Document section:
+++
The first submarine, Le Redoutable, was ordered in 1963, built at Cherbourg, launched in 1967 and commissioned in 1971. The first submarine-launched ballistic missile version was replaced by the M2 MSBS beginning in 1974, which was in turn replaced by the M20 MSBS beginning in 1977. All except Le Redoutable were heavily upgraded from 1985 to fire the second generation MIRV capable M4 missile – Le Tonnant was recommissioned in 1987; L'Indomptable in 1989; Le Terrible in 1990; and Le Foudroyant in 1993.

==Decommissioning and disposal==
Following a 2016 contract, all but Le Redoutable were to be dismantled at Cherbourg by Naval Group. The process included cutting the boats fore and aft of their reactors, and rewelding the shortened hulls in preparation for disposal of the non-nuclear portions of the vessels. It took 60–100 workers about 18 months from September 2018 to dismantle Le Tonnant in drydock, and it became the first of the class to be disposed of. The Direction générale de l'armement operations manager estimated that 87% of the mass of each vessel could be valuable as recycled material, including 1 500 t of hull steel per boat.

Le Redoutable has been preserved since 2002 as a museum ship at the Cité de la Mer naval museum in Cherbourg-Octeville, France. The reactor compartment has been replaced by a new section that had been constructed for the cancelled Turquoise of the Rubis class.
+++
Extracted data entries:
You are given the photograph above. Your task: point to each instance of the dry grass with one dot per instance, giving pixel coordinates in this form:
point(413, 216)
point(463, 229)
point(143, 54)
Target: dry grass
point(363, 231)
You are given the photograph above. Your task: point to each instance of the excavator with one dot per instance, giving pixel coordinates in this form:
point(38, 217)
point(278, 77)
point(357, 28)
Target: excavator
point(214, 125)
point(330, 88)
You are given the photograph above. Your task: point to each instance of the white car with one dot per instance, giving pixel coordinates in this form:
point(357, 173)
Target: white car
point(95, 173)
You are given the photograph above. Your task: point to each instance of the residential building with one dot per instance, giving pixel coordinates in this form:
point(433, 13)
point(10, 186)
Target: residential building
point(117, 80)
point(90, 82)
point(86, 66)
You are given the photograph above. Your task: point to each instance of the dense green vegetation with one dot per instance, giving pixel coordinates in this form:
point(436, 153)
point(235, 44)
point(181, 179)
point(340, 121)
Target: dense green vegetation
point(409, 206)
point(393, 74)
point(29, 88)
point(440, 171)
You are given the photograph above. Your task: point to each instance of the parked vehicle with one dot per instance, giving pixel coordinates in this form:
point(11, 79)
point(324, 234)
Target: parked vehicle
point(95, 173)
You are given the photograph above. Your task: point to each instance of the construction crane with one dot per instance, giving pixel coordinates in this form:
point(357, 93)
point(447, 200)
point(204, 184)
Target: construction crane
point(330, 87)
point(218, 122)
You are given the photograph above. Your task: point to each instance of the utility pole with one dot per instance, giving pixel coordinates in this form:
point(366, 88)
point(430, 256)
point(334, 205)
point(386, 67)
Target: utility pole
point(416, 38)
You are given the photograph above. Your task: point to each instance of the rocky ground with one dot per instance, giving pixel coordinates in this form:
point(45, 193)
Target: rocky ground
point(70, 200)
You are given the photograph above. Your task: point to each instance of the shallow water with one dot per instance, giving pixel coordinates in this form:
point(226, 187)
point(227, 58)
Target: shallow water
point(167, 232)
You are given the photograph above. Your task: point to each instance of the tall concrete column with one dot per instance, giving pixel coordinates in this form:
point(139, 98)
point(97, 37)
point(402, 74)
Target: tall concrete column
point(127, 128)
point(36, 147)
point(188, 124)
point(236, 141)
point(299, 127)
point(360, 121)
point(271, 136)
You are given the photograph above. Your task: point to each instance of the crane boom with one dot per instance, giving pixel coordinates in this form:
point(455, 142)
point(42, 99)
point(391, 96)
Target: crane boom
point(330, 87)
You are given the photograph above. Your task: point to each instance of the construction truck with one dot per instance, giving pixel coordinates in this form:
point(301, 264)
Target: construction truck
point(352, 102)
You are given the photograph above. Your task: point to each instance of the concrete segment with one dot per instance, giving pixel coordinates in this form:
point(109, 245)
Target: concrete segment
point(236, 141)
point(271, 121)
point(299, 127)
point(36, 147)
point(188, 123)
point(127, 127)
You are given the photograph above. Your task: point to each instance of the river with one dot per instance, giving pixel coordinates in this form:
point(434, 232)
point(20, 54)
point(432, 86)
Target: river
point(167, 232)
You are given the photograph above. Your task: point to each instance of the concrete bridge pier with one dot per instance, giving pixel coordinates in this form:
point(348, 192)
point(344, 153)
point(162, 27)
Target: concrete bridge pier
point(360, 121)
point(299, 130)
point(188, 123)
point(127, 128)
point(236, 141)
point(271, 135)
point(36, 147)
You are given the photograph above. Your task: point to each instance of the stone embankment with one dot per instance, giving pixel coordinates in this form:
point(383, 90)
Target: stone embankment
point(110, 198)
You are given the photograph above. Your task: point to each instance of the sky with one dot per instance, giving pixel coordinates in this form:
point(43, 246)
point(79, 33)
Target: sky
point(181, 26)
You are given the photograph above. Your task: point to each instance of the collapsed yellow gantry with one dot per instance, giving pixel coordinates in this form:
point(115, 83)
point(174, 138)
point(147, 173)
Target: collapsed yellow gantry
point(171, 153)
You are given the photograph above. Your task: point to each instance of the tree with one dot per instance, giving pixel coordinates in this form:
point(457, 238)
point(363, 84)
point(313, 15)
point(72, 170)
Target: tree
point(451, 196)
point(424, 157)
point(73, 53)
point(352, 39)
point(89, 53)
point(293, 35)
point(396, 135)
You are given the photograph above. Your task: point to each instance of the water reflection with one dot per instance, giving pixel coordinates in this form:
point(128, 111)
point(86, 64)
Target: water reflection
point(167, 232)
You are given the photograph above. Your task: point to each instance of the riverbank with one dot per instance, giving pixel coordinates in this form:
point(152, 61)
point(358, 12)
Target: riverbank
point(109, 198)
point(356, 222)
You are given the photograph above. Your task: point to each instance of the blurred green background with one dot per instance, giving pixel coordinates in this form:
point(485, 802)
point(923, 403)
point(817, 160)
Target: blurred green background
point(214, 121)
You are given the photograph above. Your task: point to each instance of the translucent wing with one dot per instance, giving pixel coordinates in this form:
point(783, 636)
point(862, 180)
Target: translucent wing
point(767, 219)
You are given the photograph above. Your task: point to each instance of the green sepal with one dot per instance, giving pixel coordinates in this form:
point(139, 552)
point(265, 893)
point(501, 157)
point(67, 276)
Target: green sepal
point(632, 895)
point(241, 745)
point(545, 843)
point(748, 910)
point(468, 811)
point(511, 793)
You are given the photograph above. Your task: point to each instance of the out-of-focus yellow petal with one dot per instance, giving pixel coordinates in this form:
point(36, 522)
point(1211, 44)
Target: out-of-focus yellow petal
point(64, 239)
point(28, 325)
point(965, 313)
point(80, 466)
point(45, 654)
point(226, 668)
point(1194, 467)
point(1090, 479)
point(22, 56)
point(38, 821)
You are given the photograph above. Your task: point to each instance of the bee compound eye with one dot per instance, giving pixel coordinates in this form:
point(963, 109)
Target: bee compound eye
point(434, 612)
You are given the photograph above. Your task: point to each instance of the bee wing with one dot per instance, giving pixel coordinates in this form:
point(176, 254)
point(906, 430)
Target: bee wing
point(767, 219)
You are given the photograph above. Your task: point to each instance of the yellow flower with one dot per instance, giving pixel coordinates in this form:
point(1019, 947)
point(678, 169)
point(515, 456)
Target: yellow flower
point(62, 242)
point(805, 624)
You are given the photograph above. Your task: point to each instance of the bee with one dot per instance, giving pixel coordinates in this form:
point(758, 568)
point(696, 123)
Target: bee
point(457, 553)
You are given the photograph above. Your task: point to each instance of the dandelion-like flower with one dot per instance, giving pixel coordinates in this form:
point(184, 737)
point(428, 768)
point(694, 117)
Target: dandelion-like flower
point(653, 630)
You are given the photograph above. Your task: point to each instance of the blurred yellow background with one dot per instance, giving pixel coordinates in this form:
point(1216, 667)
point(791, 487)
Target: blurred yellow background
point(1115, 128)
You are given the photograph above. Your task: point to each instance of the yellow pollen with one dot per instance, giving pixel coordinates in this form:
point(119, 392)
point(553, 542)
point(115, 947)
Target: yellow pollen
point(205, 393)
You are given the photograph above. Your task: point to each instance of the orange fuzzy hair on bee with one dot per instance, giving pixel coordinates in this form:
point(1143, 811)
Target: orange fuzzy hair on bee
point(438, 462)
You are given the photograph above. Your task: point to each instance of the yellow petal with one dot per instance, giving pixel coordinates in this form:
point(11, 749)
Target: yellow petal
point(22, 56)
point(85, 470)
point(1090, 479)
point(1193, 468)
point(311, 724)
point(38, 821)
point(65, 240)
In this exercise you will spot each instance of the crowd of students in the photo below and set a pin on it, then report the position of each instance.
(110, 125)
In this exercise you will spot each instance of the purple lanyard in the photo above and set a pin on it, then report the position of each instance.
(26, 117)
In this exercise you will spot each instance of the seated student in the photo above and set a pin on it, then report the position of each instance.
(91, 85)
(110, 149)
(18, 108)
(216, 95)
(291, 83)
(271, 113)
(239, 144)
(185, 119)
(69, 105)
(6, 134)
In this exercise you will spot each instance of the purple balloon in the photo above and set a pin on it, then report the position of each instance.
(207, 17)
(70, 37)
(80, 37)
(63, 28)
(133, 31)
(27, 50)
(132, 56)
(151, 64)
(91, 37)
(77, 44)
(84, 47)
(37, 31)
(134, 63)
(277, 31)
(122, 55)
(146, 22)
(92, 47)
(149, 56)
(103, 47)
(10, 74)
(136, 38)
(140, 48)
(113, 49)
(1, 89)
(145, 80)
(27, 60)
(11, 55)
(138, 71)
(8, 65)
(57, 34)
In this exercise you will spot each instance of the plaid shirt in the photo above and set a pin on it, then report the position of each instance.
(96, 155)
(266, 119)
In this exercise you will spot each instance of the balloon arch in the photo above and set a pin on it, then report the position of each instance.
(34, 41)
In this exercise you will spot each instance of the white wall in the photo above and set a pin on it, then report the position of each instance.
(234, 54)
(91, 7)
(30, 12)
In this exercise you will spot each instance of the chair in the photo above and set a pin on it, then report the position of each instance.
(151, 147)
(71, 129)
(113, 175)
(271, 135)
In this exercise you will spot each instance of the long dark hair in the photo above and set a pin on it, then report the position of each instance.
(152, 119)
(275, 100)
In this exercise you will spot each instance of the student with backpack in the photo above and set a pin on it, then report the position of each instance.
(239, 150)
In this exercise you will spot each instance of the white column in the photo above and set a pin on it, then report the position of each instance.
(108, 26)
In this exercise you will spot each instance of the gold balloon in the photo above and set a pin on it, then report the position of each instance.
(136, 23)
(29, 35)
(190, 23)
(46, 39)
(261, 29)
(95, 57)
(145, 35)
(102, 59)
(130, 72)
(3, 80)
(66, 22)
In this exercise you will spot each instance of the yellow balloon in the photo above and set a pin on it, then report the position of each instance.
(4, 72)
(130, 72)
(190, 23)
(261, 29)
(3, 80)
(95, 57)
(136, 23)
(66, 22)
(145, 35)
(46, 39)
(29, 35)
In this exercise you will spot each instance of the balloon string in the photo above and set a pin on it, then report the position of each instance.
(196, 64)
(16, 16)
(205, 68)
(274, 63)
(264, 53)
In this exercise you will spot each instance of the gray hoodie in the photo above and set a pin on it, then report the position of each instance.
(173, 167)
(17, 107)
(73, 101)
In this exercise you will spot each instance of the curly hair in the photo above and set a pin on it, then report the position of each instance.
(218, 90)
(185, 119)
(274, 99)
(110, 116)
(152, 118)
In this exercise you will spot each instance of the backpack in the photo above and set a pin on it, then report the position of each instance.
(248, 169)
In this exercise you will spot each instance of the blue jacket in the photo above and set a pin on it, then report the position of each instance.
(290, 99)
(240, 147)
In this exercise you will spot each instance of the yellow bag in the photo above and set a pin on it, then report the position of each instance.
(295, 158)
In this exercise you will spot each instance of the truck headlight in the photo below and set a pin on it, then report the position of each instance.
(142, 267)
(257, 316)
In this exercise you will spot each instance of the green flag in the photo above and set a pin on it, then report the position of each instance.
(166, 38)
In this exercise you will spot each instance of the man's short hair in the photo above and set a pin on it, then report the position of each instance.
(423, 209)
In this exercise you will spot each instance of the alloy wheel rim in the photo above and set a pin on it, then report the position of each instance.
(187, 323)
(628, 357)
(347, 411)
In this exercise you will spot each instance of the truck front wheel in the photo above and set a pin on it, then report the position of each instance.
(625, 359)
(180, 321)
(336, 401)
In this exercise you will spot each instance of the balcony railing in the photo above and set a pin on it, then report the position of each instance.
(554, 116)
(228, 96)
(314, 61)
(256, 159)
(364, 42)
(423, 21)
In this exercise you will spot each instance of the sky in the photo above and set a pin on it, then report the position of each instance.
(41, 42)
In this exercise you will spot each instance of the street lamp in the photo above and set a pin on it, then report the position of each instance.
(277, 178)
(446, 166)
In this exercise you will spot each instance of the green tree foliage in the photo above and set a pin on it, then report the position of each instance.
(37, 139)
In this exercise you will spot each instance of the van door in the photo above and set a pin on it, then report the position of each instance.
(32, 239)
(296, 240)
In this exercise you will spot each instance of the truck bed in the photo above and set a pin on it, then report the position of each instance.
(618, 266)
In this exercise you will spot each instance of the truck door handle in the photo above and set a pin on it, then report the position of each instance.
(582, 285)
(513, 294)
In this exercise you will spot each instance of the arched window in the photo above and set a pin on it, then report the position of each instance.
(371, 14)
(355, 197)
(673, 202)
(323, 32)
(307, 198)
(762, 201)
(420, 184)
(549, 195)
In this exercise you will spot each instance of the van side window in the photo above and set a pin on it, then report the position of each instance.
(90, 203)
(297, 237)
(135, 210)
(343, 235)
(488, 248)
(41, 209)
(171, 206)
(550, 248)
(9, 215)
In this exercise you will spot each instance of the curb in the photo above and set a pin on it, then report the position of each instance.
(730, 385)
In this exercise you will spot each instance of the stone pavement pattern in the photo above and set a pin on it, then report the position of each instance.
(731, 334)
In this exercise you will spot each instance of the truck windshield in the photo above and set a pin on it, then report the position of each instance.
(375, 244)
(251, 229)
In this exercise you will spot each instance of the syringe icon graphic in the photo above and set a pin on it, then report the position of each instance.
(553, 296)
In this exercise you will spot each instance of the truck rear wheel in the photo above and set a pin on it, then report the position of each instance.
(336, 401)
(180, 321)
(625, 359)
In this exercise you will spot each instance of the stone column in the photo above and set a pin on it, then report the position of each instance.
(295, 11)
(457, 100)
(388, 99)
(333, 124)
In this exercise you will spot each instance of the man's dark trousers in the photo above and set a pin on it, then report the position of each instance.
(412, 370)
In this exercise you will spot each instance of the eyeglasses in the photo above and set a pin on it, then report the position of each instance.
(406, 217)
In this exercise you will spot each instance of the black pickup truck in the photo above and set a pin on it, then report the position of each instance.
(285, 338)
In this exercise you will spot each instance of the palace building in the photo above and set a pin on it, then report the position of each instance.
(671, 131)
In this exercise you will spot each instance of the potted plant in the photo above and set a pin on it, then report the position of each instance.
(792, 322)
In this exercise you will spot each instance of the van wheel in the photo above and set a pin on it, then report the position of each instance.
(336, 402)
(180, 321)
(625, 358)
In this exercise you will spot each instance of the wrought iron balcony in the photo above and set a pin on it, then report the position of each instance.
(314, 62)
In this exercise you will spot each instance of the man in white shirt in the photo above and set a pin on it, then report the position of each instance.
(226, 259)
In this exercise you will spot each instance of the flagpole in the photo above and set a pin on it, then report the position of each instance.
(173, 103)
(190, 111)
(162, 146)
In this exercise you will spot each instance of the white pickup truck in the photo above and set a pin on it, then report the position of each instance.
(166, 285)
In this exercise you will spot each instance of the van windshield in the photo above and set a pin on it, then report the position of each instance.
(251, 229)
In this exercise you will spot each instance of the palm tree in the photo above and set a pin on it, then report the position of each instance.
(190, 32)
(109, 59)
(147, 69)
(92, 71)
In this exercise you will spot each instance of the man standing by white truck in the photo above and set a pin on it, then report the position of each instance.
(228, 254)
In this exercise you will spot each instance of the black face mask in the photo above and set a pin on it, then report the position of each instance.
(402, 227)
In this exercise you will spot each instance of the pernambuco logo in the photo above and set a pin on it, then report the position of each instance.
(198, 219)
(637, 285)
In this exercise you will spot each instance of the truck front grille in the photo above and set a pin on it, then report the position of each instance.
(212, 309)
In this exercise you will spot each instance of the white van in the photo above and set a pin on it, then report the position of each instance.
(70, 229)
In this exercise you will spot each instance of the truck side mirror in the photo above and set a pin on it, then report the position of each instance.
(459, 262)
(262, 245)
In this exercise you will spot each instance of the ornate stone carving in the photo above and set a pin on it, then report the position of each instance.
+++
Study questions:
1. According to the text on the submarine class, how many workers took part in dismantling Le Tonnant in drydock?
2. Transcribe the portion of the text on the submarine class starting at "Le Redoutable has" and ending at "the Rubis class.".
The data entries above constitute material separate from the text on the submarine class.

Answers per task:
1. Between 60 and 100 workers.

2.
Le Redoutable has been preserved since 2002 as a museum ship at the Cité de la Mer naval museum in Cherbourg-Octeville, France. The reactor compartment has been replaced by a new section that had been constructed for the cancelled Turquoise of the Rubis class.